## Work instruction
Repeat each of these records exactly.

## Information supplied
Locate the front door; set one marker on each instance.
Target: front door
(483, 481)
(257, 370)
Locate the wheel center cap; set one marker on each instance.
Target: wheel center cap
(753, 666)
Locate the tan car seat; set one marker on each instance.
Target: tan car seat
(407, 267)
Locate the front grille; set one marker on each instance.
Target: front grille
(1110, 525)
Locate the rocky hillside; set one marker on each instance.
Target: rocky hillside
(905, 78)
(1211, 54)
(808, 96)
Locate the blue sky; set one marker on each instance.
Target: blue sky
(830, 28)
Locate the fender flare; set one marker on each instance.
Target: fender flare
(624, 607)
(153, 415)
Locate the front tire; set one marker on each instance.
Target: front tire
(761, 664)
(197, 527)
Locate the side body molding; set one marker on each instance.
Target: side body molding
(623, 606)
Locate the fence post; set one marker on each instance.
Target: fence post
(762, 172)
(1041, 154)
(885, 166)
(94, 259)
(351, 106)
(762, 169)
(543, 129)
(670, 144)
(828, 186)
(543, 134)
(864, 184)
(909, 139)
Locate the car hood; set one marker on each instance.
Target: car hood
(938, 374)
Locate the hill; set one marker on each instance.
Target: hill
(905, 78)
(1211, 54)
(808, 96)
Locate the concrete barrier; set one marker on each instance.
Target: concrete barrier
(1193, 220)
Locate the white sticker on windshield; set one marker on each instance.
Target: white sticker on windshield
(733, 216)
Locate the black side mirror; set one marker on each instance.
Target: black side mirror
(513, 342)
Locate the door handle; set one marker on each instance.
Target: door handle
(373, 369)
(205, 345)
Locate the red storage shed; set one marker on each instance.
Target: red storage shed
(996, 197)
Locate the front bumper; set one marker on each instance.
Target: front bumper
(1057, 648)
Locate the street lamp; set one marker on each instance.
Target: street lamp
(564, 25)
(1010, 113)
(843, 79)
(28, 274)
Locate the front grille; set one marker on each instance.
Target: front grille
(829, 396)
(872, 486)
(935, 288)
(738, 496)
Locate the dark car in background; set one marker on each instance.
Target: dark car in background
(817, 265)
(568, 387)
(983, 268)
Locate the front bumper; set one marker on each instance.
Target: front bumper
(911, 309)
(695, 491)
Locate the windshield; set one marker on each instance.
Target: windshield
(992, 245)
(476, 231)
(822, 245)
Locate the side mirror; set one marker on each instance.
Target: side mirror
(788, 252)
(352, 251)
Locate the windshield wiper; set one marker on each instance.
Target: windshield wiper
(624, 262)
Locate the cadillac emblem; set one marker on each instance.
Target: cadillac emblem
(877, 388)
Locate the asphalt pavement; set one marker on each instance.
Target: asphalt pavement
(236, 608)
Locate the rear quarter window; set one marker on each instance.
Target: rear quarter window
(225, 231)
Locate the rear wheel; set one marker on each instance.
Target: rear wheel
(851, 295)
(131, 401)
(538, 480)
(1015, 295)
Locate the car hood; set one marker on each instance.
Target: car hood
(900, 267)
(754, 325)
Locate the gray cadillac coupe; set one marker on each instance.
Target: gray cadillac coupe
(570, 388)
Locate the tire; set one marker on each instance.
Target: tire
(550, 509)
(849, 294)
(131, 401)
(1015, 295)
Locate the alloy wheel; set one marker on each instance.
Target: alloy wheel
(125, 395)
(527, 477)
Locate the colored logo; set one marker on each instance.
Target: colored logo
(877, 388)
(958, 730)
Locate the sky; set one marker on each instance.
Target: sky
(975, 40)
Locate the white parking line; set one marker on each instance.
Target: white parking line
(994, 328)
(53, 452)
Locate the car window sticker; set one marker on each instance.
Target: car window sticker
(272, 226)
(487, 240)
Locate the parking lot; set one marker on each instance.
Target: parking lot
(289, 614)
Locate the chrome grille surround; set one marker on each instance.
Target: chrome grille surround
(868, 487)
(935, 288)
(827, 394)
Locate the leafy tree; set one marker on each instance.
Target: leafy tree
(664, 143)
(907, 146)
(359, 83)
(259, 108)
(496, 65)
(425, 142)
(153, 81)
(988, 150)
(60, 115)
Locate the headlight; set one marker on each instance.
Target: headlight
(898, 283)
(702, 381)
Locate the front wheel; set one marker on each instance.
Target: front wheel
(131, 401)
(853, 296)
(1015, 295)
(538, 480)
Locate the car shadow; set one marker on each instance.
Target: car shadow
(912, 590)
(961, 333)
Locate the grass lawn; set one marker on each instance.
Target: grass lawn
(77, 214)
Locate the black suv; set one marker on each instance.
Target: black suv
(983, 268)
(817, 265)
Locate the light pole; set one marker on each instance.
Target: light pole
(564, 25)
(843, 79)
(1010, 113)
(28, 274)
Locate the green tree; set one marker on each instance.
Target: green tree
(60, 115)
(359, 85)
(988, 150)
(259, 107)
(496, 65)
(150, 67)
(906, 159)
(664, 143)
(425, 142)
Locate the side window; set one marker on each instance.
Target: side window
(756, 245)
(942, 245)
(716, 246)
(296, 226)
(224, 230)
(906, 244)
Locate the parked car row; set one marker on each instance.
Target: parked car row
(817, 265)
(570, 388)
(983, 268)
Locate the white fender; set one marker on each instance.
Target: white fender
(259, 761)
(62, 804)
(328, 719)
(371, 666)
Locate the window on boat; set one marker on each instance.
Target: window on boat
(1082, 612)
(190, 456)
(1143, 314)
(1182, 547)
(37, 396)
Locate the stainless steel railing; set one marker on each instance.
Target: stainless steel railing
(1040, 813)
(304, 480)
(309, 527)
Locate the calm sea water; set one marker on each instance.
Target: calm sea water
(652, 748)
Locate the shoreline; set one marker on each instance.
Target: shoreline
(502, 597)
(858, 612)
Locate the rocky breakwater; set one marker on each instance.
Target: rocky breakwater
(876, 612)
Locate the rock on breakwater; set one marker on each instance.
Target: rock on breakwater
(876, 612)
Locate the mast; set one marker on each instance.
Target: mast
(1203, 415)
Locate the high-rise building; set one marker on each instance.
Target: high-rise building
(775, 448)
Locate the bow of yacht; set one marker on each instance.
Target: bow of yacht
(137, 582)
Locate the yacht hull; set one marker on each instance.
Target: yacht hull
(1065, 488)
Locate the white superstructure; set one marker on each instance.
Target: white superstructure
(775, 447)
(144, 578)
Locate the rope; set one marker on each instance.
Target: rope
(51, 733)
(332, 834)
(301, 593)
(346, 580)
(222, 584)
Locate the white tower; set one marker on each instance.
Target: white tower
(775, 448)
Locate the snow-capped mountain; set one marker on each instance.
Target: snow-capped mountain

## Output
Locate the front door; set one marker on each instance.
Target: front door
(483, 481)
(257, 370)
Locate the wheel center cap; set one marker on each instance.
Target: wheel center cap
(753, 666)
Locate the tan car seat; set one marker on each instance.
Target: tan car seat
(407, 267)
Locate the front grille; set one marker on each instance.
Target: front grille
(1110, 525)
Locate the rocky hillside; set one marker on each instance.
Target: rocky hillside
(905, 78)
(1211, 54)
(808, 96)
Locate the blue sky; set one marker on each instance.
Target: blue sky
(830, 28)
Locate the fender flare; set one marker on each instance.
Target: fender flare
(624, 607)
(153, 415)
Locate the front tire; set one marker on each instance.
Target: front tire
(761, 664)
(197, 527)
Locate the side body molding; set one marker on each instance.
Target: side body molding
(623, 606)
Locate the fence post; set one marker on each instance.
Target: fence post
(762, 172)
(1041, 154)
(885, 166)
(94, 259)
(351, 106)
(762, 169)
(543, 129)
(670, 144)
(828, 186)
(543, 134)
(864, 184)
(909, 139)
Locate the car hood; set one marker on each instance.
Target: car hood
(938, 374)
Locate the hill; set one marker on each instance.
Target: hill
(905, 78)
(1211, 54)
(808, 96)
Locate the concrete barrier; set one marker on each instance.
Target: concrete barrier
(1193, 220)
Locate the white sticker on windshield; set one marker on each instance.
Target: white sticker on windshield
(733, 216)
Locate the black side mirror; set one marker on each instance.
Target: black side mirror
(513, 342)
Locate the door handle; set one marker on each instance.
Target: door handle
(373, 369)
(205, 345)
Locate the red storage shed; set one marker on each instance.
Target: red storage shed
(996, 197)
Locate the front bumper; set one marker on each instance.
Target: front bumper
(1057, 648)
Locate the street lamp; set one marker on each instance.
Target: street lamp
(564, 25)
(1010, 113)
(843, 79)
(28, 274)
Locate the front grille; set one marker on each instance.
Target: front grille
(829, 396)
(872, 486)
(935, 288)
(738, 496)
Locate the dark car in background; set one marker on each instance.
Target: dark car in background
(817, 265)
(568, 387)
(983, 268)
Locate the front bumper; set one marker on each instance.
Target: front bumper
(911, 309)
(695, 491)
Locate the windshield; set one marker on each instance.
Target: windshield
(992, 245)
(476, 231)
(822, 245)
Locate the side mirror; set one marker on each instance.
Target: side mirror
(788, 252)
(352, 251)
Locate the windshield wiper; set one marker on each instance.
Target: windshield wiper
(624, 262)
Locate the cadillac emblem; set one marker on each instance.
Target: cadillac emblem
(877, 388)
Locate the asphalt pavement; set one marker on each instance.
Target: asphalt pavement
(236, 608)
Locate the rear quarter window; set one marker on each instance.
Target: rear quarter window
(225, 231)
Locate the rear wheel; set one marker on each instance.
Target: rear wheel
(851, 295)
(131, 401)
(538, 480)
(1015, 295)
Locate the car hood; set one marker on each instance.
Target: car hood
(900, 267)
(754, 325)
Locate the gray cadillac coupe; set one marker on each instance.
Target: gray cadillac coupe
(570, 388)
Locate the tire; set one marker on each instance.
Target: tire
(550, 509)
(849, 294)
(131, 401)
(1015, 295)
Locate the alloy wheel; set one marker on each instance.
Target: alloy wheel
(125, 395)
(527, 477)
Locate the colored logo; set one marker on each instance.
Target: colored logo
(877, 388)
(958, 730)
Locate the sky; set one marker on each instance.
Target: sky
(975, 40)
Locate the white parking line; set one marker on each instance.
Target: white parking line
(994, 328)
(53, 452)
Locate the car window sticker; set one marker on each instance.
Target: car window sticker
(272, 226)
(487, 240)
Locate the parking lot; set one marker on each instance.
Target: parking lot
(289, 614)
Locate the chrome grille surround; set one marker on each instance.
Target: chrome grille surround
(868, 487)
(935, 288)
(827, 394)
Locate the leafy tree; set one marker on each instance.
Target: leafy tree
(664, 143)
(907, 146)
(359, 83)
(259, 108)
(496, 65)
(425, 142)
(153, 81)
(988, 150)
(60, 115)
Locate the headlight; set one marker on each instance.
Target: headlight
(898, 283)
(702, 381)
Locate the front wheel; set one marker on each instance.
Target: front wheel
(131, 401)
(853, 296)
(1015, 295)
(538, 480)
Locate the car shadow; set one marker on each instance.
Target: car shadow
(912, 590)
(961, 333)
Locate the grass lawn; set one marker on each instance.
Target: grass lawn
(77, 214)
Locate the black suv; set one marker on each instance.
Target: black suv
(983, 268)
(817, 265)
Locate the light pole; set one marker on each instance.
Target: light pole
(564, 25)
(843, 79)
(1010, 113)
(28, 274)
Locate the green tree; set one marker on each instance.
Target: green tree
(60, 115)
(359, 85)
(988, 150)
(259, 107)
(496, 65)
(150, 67)
(906, 159)
(664, 143)
(425, 142)
Locate the side window; set one marker on each instance.
Target: side window
(756, 245)
(942, 245)
(716, 246)
(296, 226)
(224, 230)
(906, 244)
Locate the parked car row; set one marker on each instance.
Target: parked car row
(817, 265)
(570, 388)
(983, 268)
Locate the white fender; set one marker on each instance.
Target: white fender
(259, 761)
(62, 804)
(328, 719)
(371, 666)
Locate the window on boat; set one marker on each instance.
Target: window on boat
(1082, 612)
(190, 456)
(1143, 314)
(1182, 547)
(37, 396)
Locate the stainless steel railing; set one marker on each instance.
Target: stainless steel railing
(1040, 813)
(304, 480)
(309, 527)
Locate the calm sea water; set one marker on each instance.
Target: calm sea water
(652, 748)
Locate the shoreline; set one marker on each instance.
Target: shoreline
(502, 597)
(858, 612)
Locate the rocky breakwater; set one marker on each instance.
Target: rocky breakwater
(876, 612)
Locate the rock on breakwater; set one marker on each instance.
Target: rock on breakwater
(876, 612)
Locate the mast; set one marker on each instance.
Target: mast
(1203, 415)
Locate the high-rise building; set one marker on each instance.
Target: high-rise building
(775, 448)
Locate the bow of yacht; set one marker on each instance.
Target: bow of yacht
(137, 582)
Locate the yacht hull; set one marker on each instance.
Target: yacht hull
(1065, 488)
Locate the white superstructure; set one marker on each instance.
Target: white superstructure
(775, 447)
(144, 578)
Locate the rope; set one marker on each instance.
Target: rope
(51, 733)
(332, 834)
(301, 593)
(346, 580)
(222, 584)
Locate the white tower; set one marker on each instance.
Target: white tower
(775, 448)
Locate the snow-capped mountain; set one marker on each instance.
Target: snow-capped mountain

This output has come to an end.